• _Exercise brief_
Arrange the entries from the line with "Identify one point on each instance of the sun" up to and including the last line of the entries as a two-column CSV with the headers entry_text and answer. Give one row per entry, with each value in a single quoted field and any line breaks replaced by spaces.
### Data to use
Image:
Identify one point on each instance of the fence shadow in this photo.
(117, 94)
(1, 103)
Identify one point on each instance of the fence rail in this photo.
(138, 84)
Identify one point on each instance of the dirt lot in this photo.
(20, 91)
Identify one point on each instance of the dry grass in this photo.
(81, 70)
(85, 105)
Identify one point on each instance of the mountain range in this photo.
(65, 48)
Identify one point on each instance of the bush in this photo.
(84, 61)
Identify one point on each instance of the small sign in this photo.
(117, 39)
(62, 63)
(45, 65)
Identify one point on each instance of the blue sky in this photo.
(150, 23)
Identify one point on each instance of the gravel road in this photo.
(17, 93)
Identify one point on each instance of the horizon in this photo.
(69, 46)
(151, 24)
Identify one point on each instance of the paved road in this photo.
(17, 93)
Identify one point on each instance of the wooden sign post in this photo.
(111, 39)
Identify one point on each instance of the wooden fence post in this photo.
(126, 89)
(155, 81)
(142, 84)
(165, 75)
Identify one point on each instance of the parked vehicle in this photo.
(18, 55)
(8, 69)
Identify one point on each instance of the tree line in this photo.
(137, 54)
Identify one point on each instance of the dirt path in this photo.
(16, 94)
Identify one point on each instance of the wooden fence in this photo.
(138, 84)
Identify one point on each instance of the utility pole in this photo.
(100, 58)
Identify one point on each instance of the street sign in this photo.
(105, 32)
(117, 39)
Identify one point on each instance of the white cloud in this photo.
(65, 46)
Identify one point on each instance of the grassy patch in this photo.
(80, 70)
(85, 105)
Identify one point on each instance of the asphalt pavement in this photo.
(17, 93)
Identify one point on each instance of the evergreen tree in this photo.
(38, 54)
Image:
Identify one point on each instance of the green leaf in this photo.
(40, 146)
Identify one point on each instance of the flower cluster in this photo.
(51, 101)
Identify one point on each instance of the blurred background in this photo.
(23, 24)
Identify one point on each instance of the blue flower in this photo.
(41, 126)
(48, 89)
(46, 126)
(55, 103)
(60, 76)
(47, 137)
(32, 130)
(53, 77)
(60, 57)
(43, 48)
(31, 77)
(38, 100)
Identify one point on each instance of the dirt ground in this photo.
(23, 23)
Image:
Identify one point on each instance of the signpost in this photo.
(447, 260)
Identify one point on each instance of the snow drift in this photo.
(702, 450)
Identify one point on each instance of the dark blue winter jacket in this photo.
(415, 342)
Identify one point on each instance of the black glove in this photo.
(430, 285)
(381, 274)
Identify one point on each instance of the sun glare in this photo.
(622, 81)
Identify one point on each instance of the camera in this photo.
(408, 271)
######
• _Task response_
entry_text,answer
"Identify one point on each instance of the sun glare in this photo.","(622, 81)"
"Identify one point on each instance of the camera in this photo.","(408, 271)"